Extract: Begin
Anthropic's Pilot Sabotage Risk Report
Main Report
Authors: Samuel R. Bowman, Misha Wagner, Fabien Roger, and Holden Karnofsky
Internal Review: Daniel M. Ziegler and Evan Hubinger
Date: October 28, 2025
Summary
Anthropic has released a report assessing misalignment risks from their deployed models as of Summer 2025. The organization concludes that "there is very low, but not fully negligible, risk of misaligned autonomous actions" that could substantially contribute to catastrophic outcomes.
This pilot exercise supports their Responsible Scaling Policy, which commits them to developing affirmative cases addressing misalignment-related risks for future high-capability models. The report represents an early attempt at such a comprehensive safety case for present-day systems.
Key Findings
The report focuses on "sabotage" as the primary category of misaligned behaviors posing distinct emerging risks at advanced capability levels. Regarding Claude Opus 4, the assessment concludes:
- Very low but non-negligible sabotage risk exists
- Multiple similar threat models present comparable low absolute risk levels
- Moderate confidence that Opus 4 lacks coherent dangerous goals and capabilities for executing complex, undetected sabotage strategies
Review Process
The report underwent multiple revision rounds with:
- Anthropic's internal Alignment Stress-Testing Team
- METR, an independent AI safety nonprofit
Both review teams ultimately endorsed the risk assessment conclusions, though raised concerns about specific argumentation and evidence quality.
Extract: End
* **Exercises**
1. In the sabotage risk report, as of what time were the deployed models assessed?
2. Please say whether each statement agrees with the sabotage risk report, and quote the deciding words: (a) METR is an independent AI safety nonprofit. (b) The review teams endorsed the conclusions without raising any concerns. (c) The report finds the risk of misaligned autonomous actions fully negligible.
Recorded data: Begin
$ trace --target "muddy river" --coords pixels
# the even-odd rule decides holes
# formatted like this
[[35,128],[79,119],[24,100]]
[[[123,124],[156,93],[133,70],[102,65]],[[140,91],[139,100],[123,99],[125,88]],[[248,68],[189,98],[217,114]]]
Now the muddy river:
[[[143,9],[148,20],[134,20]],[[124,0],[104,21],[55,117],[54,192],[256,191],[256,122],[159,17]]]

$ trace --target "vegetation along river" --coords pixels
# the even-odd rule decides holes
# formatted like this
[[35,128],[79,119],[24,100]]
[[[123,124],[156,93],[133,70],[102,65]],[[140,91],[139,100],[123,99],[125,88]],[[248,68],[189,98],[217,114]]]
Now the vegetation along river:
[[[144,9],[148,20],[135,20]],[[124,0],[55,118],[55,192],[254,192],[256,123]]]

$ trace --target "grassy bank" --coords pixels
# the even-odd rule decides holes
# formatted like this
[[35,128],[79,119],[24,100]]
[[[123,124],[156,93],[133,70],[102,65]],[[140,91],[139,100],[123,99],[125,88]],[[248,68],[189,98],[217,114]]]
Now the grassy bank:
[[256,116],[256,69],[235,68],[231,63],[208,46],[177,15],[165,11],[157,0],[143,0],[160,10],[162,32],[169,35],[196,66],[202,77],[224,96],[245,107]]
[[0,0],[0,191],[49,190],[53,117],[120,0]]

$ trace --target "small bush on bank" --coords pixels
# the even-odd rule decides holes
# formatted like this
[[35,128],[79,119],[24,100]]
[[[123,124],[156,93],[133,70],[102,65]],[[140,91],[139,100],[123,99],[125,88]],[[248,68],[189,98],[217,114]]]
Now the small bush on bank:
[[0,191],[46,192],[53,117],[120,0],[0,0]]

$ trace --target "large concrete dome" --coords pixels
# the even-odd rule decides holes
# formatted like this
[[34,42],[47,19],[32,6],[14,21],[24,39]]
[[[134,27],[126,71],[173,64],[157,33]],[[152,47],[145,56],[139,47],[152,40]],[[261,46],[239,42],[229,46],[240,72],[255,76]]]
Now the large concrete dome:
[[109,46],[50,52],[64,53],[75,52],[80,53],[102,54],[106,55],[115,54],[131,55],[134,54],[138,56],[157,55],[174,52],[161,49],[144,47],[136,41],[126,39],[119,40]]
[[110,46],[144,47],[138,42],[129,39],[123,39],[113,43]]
Recorded data: End
* **Responses by item number**
1. As of Summer 2025.

2.
(a) Yes: "METR, an independent AI safety nonprofit"
(b) No: "though raised concerns about specific argumentation and evidence quality"
(c) No: "there is very low, but not fully negligible, risk of misaligned autonomous actions"